Selected passage:
━━━━━━━━━━━━━━━━━━━━━━━━━━━━━━
In Dresden, Leipzig, Halle, Jena and Weimar, right-wing extremist mobs were able to carry out attacks and arson assaults almost unhindered.[22] The pogroms in Hoyerswerda and Rostock were tolerated. The days of chases and attacks on foreigners were accompanied by media coverage of the so-called ‚asylum problem‘, while the police let the fascists get away with it.[23]
The former CDU/FDP federal government used the wave of racist violence to further fuel the ‚asylum debate‘ that it itself had sparked, which the Social Democrats (SPD) also joined shortly afterwards. In 1993, the basic right to asylum was finally abolished. Media and politicians gave this development a head start. Immediately after the Rostock-Lichtenhagen pogrom, Eckhardt Rehberg, then leader of the CDU parliamentary group in the Schwerin state parliament, declared: “The fact that foreigners do not know our customs and traditions and perhaps do not even want to get to know them disturbs the sensitivities of our citizens.“[24]
The refascization of East Germany
This process, unthinkable without the opening of the borders, was more than the so-called ‘baseball bat years’, as the media has labelled them. The sole focus on neo-fascist thugs distracts from the fact that the re-fascization of East Germany was targeted with the opening of the borders. Politics and the media covered up and supported this re-fascization. Within a short period of time, anti-fascist and communist positions were to be marginalized among the population. The neo-fascist movement built up by the FRG provided a correspondingly violent backdrop of threats, which at the same time offered young people with no prospects a place to go.
While the neo-fascist movement was intended to intimidate opponents and integrate protest potentials, actors of the New Right were integrated into the ruling political system for an ideological offensive against the remnants of GDR anti-fascism. Monuments were moved or torn down, schools and streets were renamed, all anti-fascist mass organizations were banned and history got rewritten.
━━━━━━━━━━━━━━━━━━━━━━━━━━━━━━
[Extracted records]
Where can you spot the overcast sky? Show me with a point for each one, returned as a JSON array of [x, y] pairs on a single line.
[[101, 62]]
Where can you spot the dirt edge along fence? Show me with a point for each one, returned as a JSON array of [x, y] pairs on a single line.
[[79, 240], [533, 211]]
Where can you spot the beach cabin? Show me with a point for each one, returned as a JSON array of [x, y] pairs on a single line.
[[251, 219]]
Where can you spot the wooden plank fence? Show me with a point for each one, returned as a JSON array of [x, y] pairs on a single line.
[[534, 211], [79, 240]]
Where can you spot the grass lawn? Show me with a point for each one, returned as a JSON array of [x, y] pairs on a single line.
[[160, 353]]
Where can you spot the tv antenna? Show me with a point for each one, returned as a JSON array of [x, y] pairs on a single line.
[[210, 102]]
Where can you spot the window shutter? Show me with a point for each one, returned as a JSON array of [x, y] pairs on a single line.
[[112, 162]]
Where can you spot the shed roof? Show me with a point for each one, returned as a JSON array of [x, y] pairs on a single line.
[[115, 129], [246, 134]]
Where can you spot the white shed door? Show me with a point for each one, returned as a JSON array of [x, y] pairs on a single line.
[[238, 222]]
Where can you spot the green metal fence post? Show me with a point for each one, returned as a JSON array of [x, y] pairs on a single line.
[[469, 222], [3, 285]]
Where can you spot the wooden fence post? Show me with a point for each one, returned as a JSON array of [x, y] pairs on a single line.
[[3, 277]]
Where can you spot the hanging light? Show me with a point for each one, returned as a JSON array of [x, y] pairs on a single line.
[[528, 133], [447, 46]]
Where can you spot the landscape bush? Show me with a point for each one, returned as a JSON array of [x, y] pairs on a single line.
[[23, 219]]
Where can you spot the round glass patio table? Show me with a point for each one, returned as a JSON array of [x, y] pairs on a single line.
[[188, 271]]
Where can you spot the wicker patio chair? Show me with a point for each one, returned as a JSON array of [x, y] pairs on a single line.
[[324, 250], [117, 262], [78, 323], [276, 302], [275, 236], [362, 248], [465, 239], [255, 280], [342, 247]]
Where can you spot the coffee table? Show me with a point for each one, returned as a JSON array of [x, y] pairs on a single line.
━━━━━━━━━━━━━━━━━━━━━━━━━━━━━━
Exercise objective:
Answer these questions from the text on East Germany:
1. Which cities does the text name where right-wing extremist mobs carried out attacks almost unhindered?
2. In what year was the basic right to asylum abolished?
3. What label has the media given this period, according to the text?

The solution:
1. Dresden, Leipzig, Halle, Jena and Weimar.
2. 1993.
3. The "baseball bat years."